• **Die Aufgabe**
Schreib bitte den unten stehenden Text zur Wartepflicht des Linksabbiegers im Anschluss an seinen letzten Satz weiter.

• **Übungstext**
------------------------------------

Zunächst kommt hier etwas zur Unfallverursachung, nämlich der OLG Nürnberg, Beschl. v. 03.06.2024 – 3 U 746/24 – zur sog. Wartepflicht des Linksabbiegers. Gestritten wird um die Ersatzpflicht aus folgendem Unfall-/Verkehrsgeschehen:

Zwischen dem PKW VW Tiguan des Klägers, welcher zu dem Unfallzeitpunkt von seiner Ehefrau (Zeugin) gesteuert wurde, und dem im Eigentum des Beklagten zu 1) stehenden PKW Toyota kam es am 08.02.2023 gegen 14:00 Uhr in pp. auf der, unmittelbar hinter der Einmündung der pp. und der pp. Straße, zu einer Kollision. Die Zeugin bog, von der pp. her kommend, nach links in die – stadteinwärts gerichtet – ein, die Beklagte zu 1) aus der entgegenkommenden Straße nach rechts in dieselbe Richtung. Der von der Beklagten zu 1) gesteuerte PKW beschädigte dabei den PKW des Klägers im Bereich der vor der Vordertüre, der Hintertüre und des Heckkotflügels rechts.

------------------------------------

• **Zu prüfende Daten**
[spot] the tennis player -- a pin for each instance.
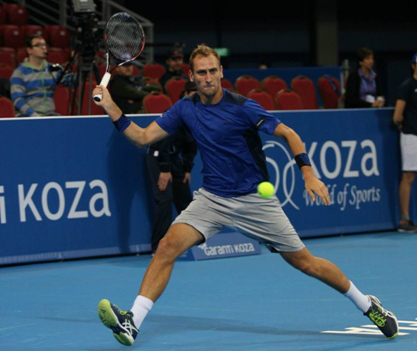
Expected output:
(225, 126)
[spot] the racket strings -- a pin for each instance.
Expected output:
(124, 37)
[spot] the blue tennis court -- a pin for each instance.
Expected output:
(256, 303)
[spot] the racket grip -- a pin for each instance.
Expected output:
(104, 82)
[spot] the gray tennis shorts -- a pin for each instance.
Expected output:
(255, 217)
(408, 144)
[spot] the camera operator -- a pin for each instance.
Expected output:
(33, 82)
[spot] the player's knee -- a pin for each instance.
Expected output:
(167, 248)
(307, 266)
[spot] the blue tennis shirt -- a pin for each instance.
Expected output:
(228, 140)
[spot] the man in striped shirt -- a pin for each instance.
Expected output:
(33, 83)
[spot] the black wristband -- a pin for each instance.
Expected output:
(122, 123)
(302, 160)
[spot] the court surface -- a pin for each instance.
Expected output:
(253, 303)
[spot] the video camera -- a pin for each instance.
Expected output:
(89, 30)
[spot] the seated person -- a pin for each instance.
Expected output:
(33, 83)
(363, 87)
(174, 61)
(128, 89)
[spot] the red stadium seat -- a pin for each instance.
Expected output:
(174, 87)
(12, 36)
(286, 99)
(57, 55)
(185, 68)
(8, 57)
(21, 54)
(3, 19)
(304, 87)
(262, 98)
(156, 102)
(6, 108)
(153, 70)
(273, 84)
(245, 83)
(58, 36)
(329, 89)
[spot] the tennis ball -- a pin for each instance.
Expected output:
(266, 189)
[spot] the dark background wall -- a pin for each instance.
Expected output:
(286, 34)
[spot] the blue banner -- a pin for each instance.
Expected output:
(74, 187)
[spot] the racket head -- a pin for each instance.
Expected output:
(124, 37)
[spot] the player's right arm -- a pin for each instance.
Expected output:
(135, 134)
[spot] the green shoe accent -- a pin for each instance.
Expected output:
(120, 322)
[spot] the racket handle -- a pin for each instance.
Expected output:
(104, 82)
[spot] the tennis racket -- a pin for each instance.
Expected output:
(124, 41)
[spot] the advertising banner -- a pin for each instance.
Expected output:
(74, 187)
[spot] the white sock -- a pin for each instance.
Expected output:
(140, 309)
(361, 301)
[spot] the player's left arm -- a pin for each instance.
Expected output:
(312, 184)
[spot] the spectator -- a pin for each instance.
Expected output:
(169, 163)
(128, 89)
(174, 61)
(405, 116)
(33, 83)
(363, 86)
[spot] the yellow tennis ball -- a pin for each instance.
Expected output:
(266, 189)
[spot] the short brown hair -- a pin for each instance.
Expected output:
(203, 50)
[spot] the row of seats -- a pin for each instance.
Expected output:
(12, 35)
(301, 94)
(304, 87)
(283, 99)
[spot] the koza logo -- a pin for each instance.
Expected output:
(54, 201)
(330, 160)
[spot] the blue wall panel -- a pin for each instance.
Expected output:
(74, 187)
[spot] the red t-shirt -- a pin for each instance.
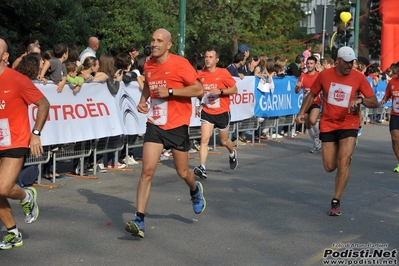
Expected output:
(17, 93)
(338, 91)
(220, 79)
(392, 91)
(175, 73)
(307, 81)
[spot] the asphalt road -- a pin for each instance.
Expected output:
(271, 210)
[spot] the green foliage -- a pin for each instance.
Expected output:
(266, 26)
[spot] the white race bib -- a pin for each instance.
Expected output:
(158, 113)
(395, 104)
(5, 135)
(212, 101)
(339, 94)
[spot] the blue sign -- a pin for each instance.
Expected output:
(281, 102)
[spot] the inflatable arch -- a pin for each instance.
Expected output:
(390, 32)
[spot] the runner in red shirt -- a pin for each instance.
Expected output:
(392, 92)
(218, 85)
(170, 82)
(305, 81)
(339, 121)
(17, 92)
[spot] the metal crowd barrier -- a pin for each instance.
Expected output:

------------------------------------

• **Antwort**
Der Kläger begehrt vollständigen Ersatz des durch die Beschädigung seines PKW verursachten Schadens, den er auf rund 8.600 EUR beziffert hat. Das LG hat der Klage nur im Umfang von rund 4.300 EUR entsprochen und sie im Übrigen als unbegründet abgewiesen. Das LG ist von einer Schadensteilung ausgegangen. Dagegen die Berufung des Klägers, der weiterhin vollen Schadensersatz begehrt.

Das OLG hat in dem Hinweisbeschluss nach § 522 ZPO dargelegt, dass nach seiner Überzeugung die Berufung unbegründet ist:

„2. Das Landgericht hat aber zu Recht diesem Umstand nicht die Bedeutung beigemessen, die die Berufung für geboten hält.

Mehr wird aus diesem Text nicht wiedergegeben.